Records from a dataset
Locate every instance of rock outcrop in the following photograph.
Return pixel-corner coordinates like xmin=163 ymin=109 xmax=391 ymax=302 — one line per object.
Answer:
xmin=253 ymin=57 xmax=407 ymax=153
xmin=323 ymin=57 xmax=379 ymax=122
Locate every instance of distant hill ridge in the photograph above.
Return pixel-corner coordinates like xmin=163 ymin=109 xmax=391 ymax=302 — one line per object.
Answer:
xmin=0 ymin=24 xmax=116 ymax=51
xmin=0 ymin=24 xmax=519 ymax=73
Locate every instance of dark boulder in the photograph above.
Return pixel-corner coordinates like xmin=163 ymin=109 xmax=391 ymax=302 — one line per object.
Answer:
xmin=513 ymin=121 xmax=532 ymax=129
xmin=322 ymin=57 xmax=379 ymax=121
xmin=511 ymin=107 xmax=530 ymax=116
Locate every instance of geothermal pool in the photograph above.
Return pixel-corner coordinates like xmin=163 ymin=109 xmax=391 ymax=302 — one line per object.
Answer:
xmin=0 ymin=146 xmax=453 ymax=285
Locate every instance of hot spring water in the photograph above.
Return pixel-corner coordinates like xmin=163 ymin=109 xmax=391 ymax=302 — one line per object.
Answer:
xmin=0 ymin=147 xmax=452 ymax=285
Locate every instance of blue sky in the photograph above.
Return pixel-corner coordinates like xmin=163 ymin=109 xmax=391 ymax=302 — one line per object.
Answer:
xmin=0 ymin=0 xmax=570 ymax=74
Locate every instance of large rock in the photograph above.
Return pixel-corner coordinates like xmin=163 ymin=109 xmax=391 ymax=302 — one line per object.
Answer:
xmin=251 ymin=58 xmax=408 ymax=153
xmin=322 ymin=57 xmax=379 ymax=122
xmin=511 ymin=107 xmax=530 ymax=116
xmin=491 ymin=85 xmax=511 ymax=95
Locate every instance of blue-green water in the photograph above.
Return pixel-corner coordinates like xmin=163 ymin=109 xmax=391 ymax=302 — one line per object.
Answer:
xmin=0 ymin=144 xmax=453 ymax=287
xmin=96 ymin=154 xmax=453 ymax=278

■ Exercise details ■
Transcribe all of the lines above without any change.

■ Solution to this exercise ■
Locate every instance of rock outcrop in the following photograph.
Return pixel-corner coordinates like xmin=163 ymin=109 xmax=391 ymax=302 — one line per object.
Answer:
xmin=253 ymin=57 xmax=407 ymax=153
xmin=323 ymin=57 xmax=379 ymax=122
Locate every instance of distant hill ridge in the photograph above.
Return pixel-corner coordinates like xmin=163 ymin=109 xmax=391 ymax=302 — one line per object.
Answer:
xmin=0 ymin=24 xmax=116 ymax=51
xmin=0 ymin=24 xmax=519 ymax=73
Locate every instance of dark boulder in the photograph above.
Return pixel-corner coordinates like xmin=163 ymin=109 xmax=391 ymax=302 — one line per object.
Answer:
xmin=513 ymin=121 xmax=532 ymax=129
xmin=322 ymin=57 xmax=379 ymax=121
xmin=511 ymin=107 xmax=530 ymax=116
Locate every instance of geothermal pool in the photograph above.
Return pixel-corner coordinates like xmin=163 ymin=109 xmax=391 ymax=302 — one line per object.
Answer:
xmin=0 ymin=146 xmax=453 ymax=285
Locate every instance of hot spring water in the photograph above.
Return pixel-corner coordinates like xmin=163 ymin=109 xmax=391 ymax=302 — one line per object.
Answer:
xmin=0 ymin=147 xmax=452 ymax=285
Locate every instance of blue sky in the photograph above.
Return pixel-corner coordinates like xmin=163 ymin=109 xmax=391 ymax=302 — one line per object.
Answer:
xmin=0 ymin=0 xmax=570 ymax=74
Locate every instance of large rock in the photograph above.
Return pixel-corner coordinates like xmin=163 ymin=109 xmax=391 ymax=302 — one line per object.
Answer:
xmin=251 ymin=58 xmax=408 ymax=153
xmin=322 ymin=57 xmax=379 ymax=122
xmin=511 ymin=107 xmax=530 ymax=116
xmin=491 ymin=85 xmax=511 ymax=95
Locate every instance of blue-green water in the photograph above.
Return pixel-corner coordinates like xmin=163 ymin=109 xmax=391 ymax=302 — one line per object.
Answer:
xmin=0 ymin=144 xmax=453 ymax=287
xmin=96 ymin=154 xmax=453 ymax=278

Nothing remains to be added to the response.